- TEXT PASSAGE:
──────

Example: Ms. Jones applied on March 10, 2007 revealing three uncompensated transfers. Transfers occurred January 14, 2006, March 1, 2006 and April 20, 2006. The eligibility worker will use pre-DRA policy for the transfer in January and will use the DRA provisions for the transfers that occurred after 2-8-06. Those two transfers ( 3-1-06 and 4-20-06 ) will be added together to arrive at the total DRA transfer amount.
NOTE: The home equity limit does not apply to individuals who applied and were determined eligible before January 1, 2006 and have no break in LTC eligibility after January 1, 2006. The limitation on home equity does not apply if the spouse of the individual, the individuals children under the age of 21 yrs old, or the individuals blind or disabled child is residing in the home.
The eligibility worker will determine the individual's equity interest in the home. This should be based solely on the current market value of the home, minus any encumbrances such as mortgages or other loans that are secured by the home. Refer to MS. 3331.4 on determining equity value.
This provision permits an individual to take out a home equity loan or reverse mortgage to reduce the total equity interest in the home converting the equity into an otherwise countable resource. The amount received from the loan has now been converted to a countable resource (e.g. Cash).
If an individual received a home equity loan which was greater than the resource limit, then he/she would be ineligible to receive LTC until the resources are reduced. If the individual gives this money away, this would be considered as an uncompensated transfer and the penalty period will be determined.
Example #1: Mr. Smith is applying for nursing home assistance. He has equity in the amount of $501,000 which exceeds the $500,000 home equity limit. He then converted $1000 into cash. Mr. Smith reports no other resources. His home equity is now within the accepted limits and his resources are below $2000. He is now eligible for long term care.
Example #2: Mr. Jones, an LTC applicant, has equity in his home of $550,000. He obtains a home equity loan of $50,000 reducing his equity to $500,000. He now meets the home equity limit but is ineligible due to countable resources of $50,000.
This provision also allows the individual to file an Undue Hardship Waiver. An example of a request may be the individual makes an allegation that the home equity should not be counted because of a legal impediment to selling or transferring the home. This will not prevent a determination of the individual's equity interest. However this may be a legitimate reason for applying for an undue hardship waiver. Undue hardship waiver will be forwarded to OPPD, Medicaid Eligibility Unit, Slot S333 with all supporting documentation.
All annuities will be routed to OPPD, Medicaid Eligibility Unit, Slot S333 for submission to the Office of Chief Counsel for determination. Based on OCC's opinion, OPPD will inform the eligibility worker whether this is a resource or is to be treated as a disposal of assets for less than fair market value.

──────

- DATA TO EXAMINE:
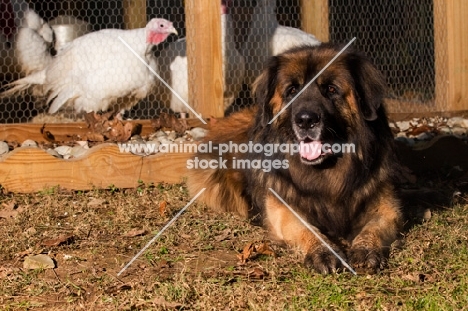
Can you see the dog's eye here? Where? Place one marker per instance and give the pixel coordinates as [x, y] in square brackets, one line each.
[292, 90]
[331, 90]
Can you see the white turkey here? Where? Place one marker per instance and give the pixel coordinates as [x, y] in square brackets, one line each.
[98, 72]
[174, 67]
[268, 38]
[33, 42]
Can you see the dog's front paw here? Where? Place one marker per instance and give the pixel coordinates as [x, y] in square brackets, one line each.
[367, 260]
[323, 260]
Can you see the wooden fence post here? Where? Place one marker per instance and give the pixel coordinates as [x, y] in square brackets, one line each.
[204, 56]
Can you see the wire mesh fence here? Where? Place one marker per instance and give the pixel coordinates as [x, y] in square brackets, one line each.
[399, 36]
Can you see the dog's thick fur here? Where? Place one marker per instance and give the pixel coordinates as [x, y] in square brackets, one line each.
[349, 197]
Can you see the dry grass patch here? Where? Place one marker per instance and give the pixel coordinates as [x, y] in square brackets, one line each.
[194, 265]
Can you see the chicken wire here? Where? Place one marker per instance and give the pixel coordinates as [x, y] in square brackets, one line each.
[397, 35]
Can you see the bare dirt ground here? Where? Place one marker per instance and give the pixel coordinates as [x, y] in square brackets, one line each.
[199, 262]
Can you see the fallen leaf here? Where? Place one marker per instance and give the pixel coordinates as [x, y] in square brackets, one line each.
[161, 302]
[257, 273]
[135, 232]
[62, 239]
[252, 250]
[246, 253]
[10, 211]
[6, 271]
[162, 207]
[419, 130]
[95, 202]
[170, 121]
[265, 249]
[117, 288]
[163, 264]
[224, 235]
[47, 135]
[95, 137]
[29, 251]
[40, 261]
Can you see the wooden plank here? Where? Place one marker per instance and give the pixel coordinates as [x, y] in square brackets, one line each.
[314, 18]
[134, 14]
[451, 54]
[65, 131]
[29, 169]
[204, 57]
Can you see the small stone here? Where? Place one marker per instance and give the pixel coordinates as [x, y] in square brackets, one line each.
[30, 231]
[424, 136]
[407, 141]
[53, 153]
[445, 130]
[152, 147]
[403, 125]
[459, 131]
[29, 143]
[464, 123]
[164, 140]
[172, 136]
[83, 143]
[160, 134]
[198, 133]
[427, 215]
[40, 261]
[78, 151]
[4, 148]
[455, 121]
[63, 150]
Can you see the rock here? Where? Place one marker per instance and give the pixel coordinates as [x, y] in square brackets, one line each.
[53, 153]
[197, 133]
[407, 141]
[455, 121]
[40, 261]
[4, 148]
[152, 147]
[63, 150]
[424, 136]
[403, 125]
[29, 143]
[427, 214]
[459, 131]
[172, 136]
[78, 151]
[445, 130]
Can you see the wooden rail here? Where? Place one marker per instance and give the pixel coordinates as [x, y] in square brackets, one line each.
[30, 169]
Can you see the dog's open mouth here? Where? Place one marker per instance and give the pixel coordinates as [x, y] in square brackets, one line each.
[311, 151]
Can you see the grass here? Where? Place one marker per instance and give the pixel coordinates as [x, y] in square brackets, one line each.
[194, 265]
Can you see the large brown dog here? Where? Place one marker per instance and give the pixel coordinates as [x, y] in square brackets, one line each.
[347, 196]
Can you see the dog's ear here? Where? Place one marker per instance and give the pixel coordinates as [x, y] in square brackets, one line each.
[263, 90]
[369, 83]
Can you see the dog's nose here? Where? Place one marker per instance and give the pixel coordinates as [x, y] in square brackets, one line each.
[307, 120]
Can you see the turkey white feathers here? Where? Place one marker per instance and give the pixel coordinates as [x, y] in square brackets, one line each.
[33, 42]
[97, 72]
[174, 67]
[267, 38]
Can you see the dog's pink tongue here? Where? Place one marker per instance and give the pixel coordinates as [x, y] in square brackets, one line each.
[311, 150]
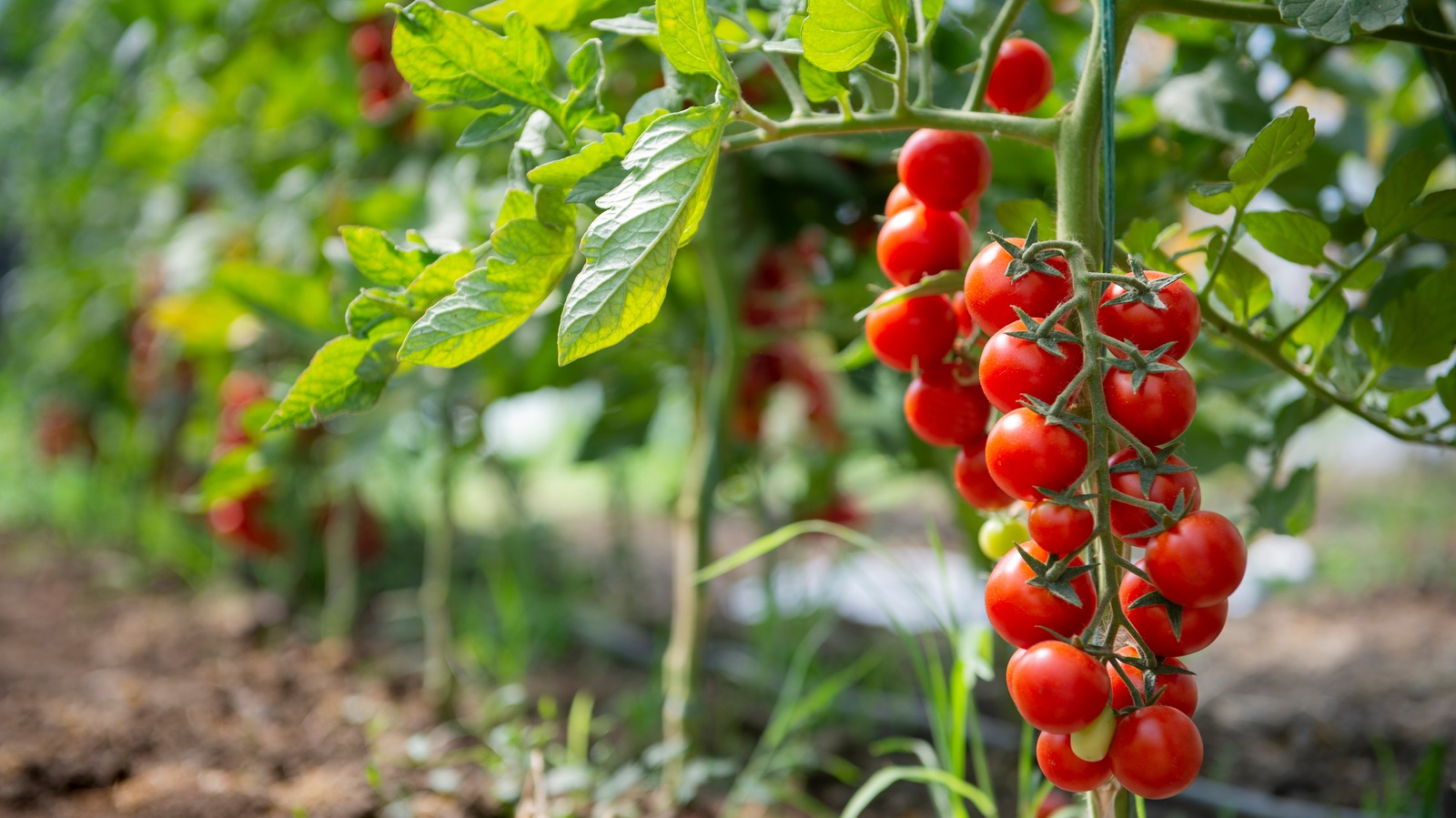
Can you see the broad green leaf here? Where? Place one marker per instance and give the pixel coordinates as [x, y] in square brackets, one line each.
[842, 34]
[450, 58]
[1016, 217]
[1280, 146]
[1322, 325]
[1395, 198]
[1417, 327]
[347, 374]
[379, 259]
[1332, 19]
[1290, 235]
[820, 85]
[531, 254]
[631, 247]
[1241, 286]
[567, 172]
[686, 32]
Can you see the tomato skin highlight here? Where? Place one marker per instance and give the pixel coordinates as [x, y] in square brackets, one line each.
[1012, 367]
[1200, 560]
[1159, 410]
[1127, 519]
[992, 298]
[1021, 77]
[944, 407]
[945, 169]
[917, 242]
[1065, 769]
[1059, 689]
[1200, 626]
[910, 330]
[1157, 752]
[1059, 529]
[1179, 692]
[975, 482]
[1016, 611]
[1024, 451]
[1149, 328]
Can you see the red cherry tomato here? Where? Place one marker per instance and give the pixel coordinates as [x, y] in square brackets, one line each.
[1012, 367]
[1065, 769]
[992, 298]
[1128, 519]
[1024, 451]
[1157, 752]
[1149, 328]
[945, 169]
[1018, 611]
[1179, 692]
[919, 242]
[1200, 560]
[910, 330]
[1059, 529]
[1059, 689]
[1200, 626]
[945, 407]
[900, 198]
[1021, 76]
[1162, 407]
[975, 482]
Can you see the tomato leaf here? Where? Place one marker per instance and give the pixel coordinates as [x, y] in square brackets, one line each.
[686, 32]
[842, 34]
[1280, 146]
[1290, 235]
[531, 252]
[631, 247]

──────

- PROBLEMS AND TASKS:
A. In the eligibility policy text, where are undue hardship waivers forwarded?
B. According to the eligibility policy text, which people residing in the home make the home equity limit not apply? List them all.
C. Condense the paragraph of the eligibility policy text that begins "If an individual received a home equity loan" into a single shorter sentence.

- RESULTS IN ORDER:
A. To OPPD, Medicaid Eligibility Unit, Slot S333, with all supporting documentation.

B.
- The individual's spouse
- The individual's children under the age of 21
- The individual's blind or disabled child

C. A home equity loan greater than the resource limit makes the individual ineligible for LTC until resources are reduced, and giving that money away counts as an uncompensated transfer for which a penalty period will be determined.